• **Brief 1**:
Answer from the Lege v. City of Ketchikan opinion:
(a) Which court's grant of summary judgment is being appealed?
(b) In what city, and on what date, was the case argued and submitted?
(c) Under what exception to the warrant requirement was Oster permitted to stand outside the apartment and knock on the door?
• **Brief 2**:
In the Lege v. City of Ketchikan opinion, change "curtilage" to "grounds" and write out everything from "We are not persuaded" down to "quotation marks omitted)." with that substitution.
• **Brief 3**:
Write what comes next in the Lege v. City of Ketchikan opinion, starting after its last sentence.

------ Document segment

Alex Lege v. City of Ketchikan
This text of Alex Lege v. City of Ketchikan (Alex Lege v. City of Ketchikan) is published on Counsel Stack Legal Research, covering Court of Appeals for the Ninth Circuit primary law. Counsel Stack provides free access to over 12 million legal documents including statutes, case law, regulations, and constitutions.
Opinion
NOT FOR PUBLICATION FILED UNITED STATES COURT OF APPEALS AUG 18 2022 MOLLY C. DWYER, CLERK U.S. COURT OF APPEALS FOR THE NINTH CIRCUIT
ALEX J. LEGE, No. 22-35029
Plaintiff-Appellant, D.C. No. 5:20-cv-00006-HRH
v. MEMORANDUM* CITY OF KETCHIKAN, a municipal corporation; ROBERT CHEATAM, in his individual capacity; JUSTIN OSTLER, in his individual capacity; LOUIS J. BOENTA, Jr.,
Defendants-Appellees.
Appeal from the United States District Court for the District of Alaska H. Russel Holland, District Judge, Presiding
Argued and Submitted August 8, 2022 Anchorage, Alaska
Before: S.R. THOMAS, McKEOWN, and CLIFTON, Circuit Judges.
Plaintiff-Appellant Alex Lege appeals the district court’s grant of summary
judgment in favor of Defendants-Appellees Robert Cheatam, Justin Oster, and the
City of Ketchikan. We have jurisdiction under 28 U.S.C. § 1291, and we review
the grant of summary judgment de novo, Fin. Mgmt. Advisors, LLC v. Am. Int’l
* This disposition is not appropriate for publication and is not precedent except as provided by Ninth Circuit Rule 36-3. Specialty Lines Ins. Co., 506 F.3d 922, 925 (9th Cir. 2007). We affirm.
Given Lege’s affirmative consent and the fact that he stepped back and
appeared to welcome Oster into his apartment, a reasonable officer would have
concluded that he had consent to enter the apartment, cf. United States v. Garcia,
997 F.2d 1273, 1281 (9th Cir. 1993), and the district court properly concluded that
no reasonable juror would find to the contrary. Thus, Oster’s initial entry did not
violate the Fourth Amendment. See, e.g., United States v. Crapser, 472 F.3d 1141,
1146–47 (9th Cir. 2007).
We are not persuaded by Lege’s remaining arguments as to Oster’s initial
entry. Lege has waived any argument that his consent was not voluntary under the
five-part test in United States v. Russell, 664 F.3d 1279 (9th Cir. 2012), a test that
analyzes the voluntariness of a search of the person. With respect to Lege’s final
argument, although Oster physically occupied the curtilage of Lege’s home when
he stood outside his apartment and knocked on his door, he was permitted to do so
under the “knock and talk” exception to the warrant requirement, which enables
police officers to “encroach upon the curtilage of a home for the purpose of asking
questions of the occupants.” United States v. Lundin, 817 F.3d 1151, 1158 (9th
Cir. 2016) (citation and internal quotation marks omitted).
The district court correctly concluded that the scope of Lege’s consent
allowed Oster to re-enter the apartment after he had left to consult with Cheatam.

------------
------ Extracted data

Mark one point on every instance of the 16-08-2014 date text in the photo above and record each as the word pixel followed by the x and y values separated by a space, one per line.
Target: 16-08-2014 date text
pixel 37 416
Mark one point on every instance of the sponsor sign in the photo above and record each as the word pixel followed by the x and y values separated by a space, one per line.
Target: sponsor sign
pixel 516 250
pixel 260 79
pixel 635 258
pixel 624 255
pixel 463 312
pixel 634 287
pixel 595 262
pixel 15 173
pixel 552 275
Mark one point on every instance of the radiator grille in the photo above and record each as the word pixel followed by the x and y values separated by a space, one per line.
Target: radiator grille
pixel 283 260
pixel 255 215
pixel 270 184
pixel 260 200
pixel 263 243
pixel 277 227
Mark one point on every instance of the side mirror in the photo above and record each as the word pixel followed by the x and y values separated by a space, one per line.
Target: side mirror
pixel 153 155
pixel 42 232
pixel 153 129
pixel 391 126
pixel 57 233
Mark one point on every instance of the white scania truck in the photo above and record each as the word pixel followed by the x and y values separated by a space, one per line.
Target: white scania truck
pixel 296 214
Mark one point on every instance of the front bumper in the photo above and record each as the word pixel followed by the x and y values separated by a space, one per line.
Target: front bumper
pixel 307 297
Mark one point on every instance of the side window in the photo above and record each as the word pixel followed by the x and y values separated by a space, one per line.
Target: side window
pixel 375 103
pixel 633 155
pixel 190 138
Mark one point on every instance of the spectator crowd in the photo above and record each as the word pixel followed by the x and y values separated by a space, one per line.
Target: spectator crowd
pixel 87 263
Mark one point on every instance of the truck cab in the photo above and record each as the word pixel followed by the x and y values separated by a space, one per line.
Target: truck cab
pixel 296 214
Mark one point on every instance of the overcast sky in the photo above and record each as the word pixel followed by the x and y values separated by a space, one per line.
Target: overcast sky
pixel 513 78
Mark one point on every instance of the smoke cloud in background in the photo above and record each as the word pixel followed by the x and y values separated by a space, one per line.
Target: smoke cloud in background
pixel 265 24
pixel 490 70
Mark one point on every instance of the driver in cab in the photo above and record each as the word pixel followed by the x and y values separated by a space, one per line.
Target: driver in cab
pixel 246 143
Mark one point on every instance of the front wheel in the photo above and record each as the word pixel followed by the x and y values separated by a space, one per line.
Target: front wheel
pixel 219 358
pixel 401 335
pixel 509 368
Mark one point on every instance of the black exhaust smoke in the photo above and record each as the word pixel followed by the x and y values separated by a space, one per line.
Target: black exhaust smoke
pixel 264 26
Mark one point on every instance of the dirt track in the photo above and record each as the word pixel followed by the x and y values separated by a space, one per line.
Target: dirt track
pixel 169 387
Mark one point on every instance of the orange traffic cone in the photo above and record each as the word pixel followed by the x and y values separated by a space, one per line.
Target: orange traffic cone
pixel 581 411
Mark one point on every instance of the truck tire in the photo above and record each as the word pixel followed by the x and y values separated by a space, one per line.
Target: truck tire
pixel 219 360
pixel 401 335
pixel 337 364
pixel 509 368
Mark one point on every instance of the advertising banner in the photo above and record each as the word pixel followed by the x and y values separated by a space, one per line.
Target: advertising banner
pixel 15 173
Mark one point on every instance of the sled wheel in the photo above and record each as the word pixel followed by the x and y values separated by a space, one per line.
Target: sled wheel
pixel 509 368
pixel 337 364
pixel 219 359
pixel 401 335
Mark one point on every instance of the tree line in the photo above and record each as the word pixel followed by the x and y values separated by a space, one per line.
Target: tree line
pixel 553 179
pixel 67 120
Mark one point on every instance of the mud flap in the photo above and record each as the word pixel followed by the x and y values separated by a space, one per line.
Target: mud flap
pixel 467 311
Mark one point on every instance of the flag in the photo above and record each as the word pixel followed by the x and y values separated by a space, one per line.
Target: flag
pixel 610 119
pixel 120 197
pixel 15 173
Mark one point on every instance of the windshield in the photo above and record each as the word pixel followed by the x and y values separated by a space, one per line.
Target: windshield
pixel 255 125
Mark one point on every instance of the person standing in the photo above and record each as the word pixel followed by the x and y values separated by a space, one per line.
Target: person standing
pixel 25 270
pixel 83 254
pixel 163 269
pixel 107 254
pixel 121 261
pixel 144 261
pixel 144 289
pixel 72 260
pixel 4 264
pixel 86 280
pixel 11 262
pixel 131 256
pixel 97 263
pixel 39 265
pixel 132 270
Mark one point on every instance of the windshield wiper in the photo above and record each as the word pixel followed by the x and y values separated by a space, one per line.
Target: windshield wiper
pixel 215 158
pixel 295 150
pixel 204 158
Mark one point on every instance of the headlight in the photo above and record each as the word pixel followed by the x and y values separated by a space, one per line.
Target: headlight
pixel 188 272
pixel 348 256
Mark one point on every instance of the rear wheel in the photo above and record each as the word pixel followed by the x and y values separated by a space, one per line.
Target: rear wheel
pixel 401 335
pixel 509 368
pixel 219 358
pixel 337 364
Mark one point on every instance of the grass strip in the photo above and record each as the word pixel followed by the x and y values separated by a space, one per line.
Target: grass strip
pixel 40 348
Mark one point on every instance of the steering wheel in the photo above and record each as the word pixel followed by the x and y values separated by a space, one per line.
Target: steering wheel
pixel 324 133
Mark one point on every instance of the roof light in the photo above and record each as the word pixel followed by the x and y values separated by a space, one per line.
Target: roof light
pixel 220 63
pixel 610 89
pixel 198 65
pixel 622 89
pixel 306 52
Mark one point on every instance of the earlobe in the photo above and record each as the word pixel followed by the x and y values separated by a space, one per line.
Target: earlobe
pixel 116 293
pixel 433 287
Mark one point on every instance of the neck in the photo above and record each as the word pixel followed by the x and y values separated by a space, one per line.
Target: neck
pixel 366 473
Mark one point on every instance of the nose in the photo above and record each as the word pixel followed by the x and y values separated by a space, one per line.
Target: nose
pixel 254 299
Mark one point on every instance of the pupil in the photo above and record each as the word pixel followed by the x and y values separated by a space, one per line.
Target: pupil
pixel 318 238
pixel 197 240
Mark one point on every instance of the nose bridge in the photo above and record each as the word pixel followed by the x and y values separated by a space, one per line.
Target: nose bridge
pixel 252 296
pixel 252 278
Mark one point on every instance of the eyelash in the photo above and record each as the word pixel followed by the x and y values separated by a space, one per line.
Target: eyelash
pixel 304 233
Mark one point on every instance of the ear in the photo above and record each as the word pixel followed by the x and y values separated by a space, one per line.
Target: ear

------------

• **Right answer 1**:
(a) The United States District Court for the District of Alaska.
(b) Anchorage, Alaska, on August 8, 2022.
(c) The "knock and talk" exception.

• **Right answer 2**:
We are not persuaded by Lege’s remaining arguments as to Oster’s initial
entry. Lege has waived any argument that his consent was not voluntary under the
five-part test in United States v. Russell, 664 F.3d 1279 (9th Cir. 2012), a test that
analyzes the voluntariness of a search of the person. With respect to Lege’s final
argument, although Oster physically occupied the grounds of Lege’s home when
he stood outside his apartment and knocked on his door, he was permitted to do so
under the “knock and talk” exception to the warrant requirement, which enables
police officers to “encroach upon the grounds of a home for the purpose of asking
questions of the occupants.” United States v. Lundin, 817 F.3d 1151, 1158 (9th
Cir. 2016) (citation and internal quotation marks omitted).

• **Right answer 3**:
2 Before leaving the apartment, Oster said to Lege, “I don’t know what’s going on
yet, but just hang out, okay?” Lege responded, “by all means,” and then told Oster
that he could “even keep [the door] open”—to which Oster replied, “I’ll just leave
it cracked.” It is clear from this exchange that Lege understood Oster would be
returning to the apartment and consented to his re-entry.
The district court also correctly concluded that Cheatam was allowed to
enter the apartment pursuant to United States v. Rubio, 727 F.2d 786 (9th Cir.
1983), where we held that a consensual search may not be “validly qualified by the
number of officers allowed to search,” and explained that, “[o]nce consent has
been obtained from one with authority to give it, any expectation of privacy has
been lost[,]” and “the entry of additional officers would [not] further diminish the
consenter’s expectation of privacy,” id. at 797. Contrary to Lege’s assertion,
Rubio was not overruled by Florida v. Jimeno, 500 U.S. 248 (1991), which recited
the well-established proposition that a suspect may “delimit as he chooses the
scope of the search to which he consents.” Id. at 252. We acknowledged the same
principle in Rubio but clarified that the “limitations” a suspect may validly impose
on a search pertain to the physical area to be inspected, not the number of officers
involved. 727 F.2d at 796. Neither Jimeno, nor the other cases cited by Lege, did
anything to disrupt this understanding. Indeed, we relied explicitly on Rubio’s
holding and rationale in deciding United States v. Bramble, 103 F.3d 1475 (9th Cir.
3 1996), a case that came five years after Jimeno.
Finally, Lege’s warrantless arrest inside his home did not violate the Fourth
Amendment. In Payton v. New York, 445 U.S. 573 (1980), the Supreme Court
held that “the Fourth Amendment . . . prohibits the police from making a
warrantless and nonconsensual entry into a suspect’s home in order to make a
routine felony arrest.” 445 U.S. at 576 (emphasis added). And in United States v.
Gray, 626 F.2d 102 (9th Cir. 1980), we observed that “[t]he existence of probable
cause to arrest . . . does not justify entering a suspect’s home without either consent
or a warrant.” Id. at 105 (emphasis added). Both cases imply that a warrantless
arrest inside the home upon probable cause is valid if police have entered pursuant
to a valid search warrant or consent—an understanding that our subsequent cases
have reinforced. See, e.g., United States v. Struckman, 603 F.3d 731, 747 (9th Cir.
2010).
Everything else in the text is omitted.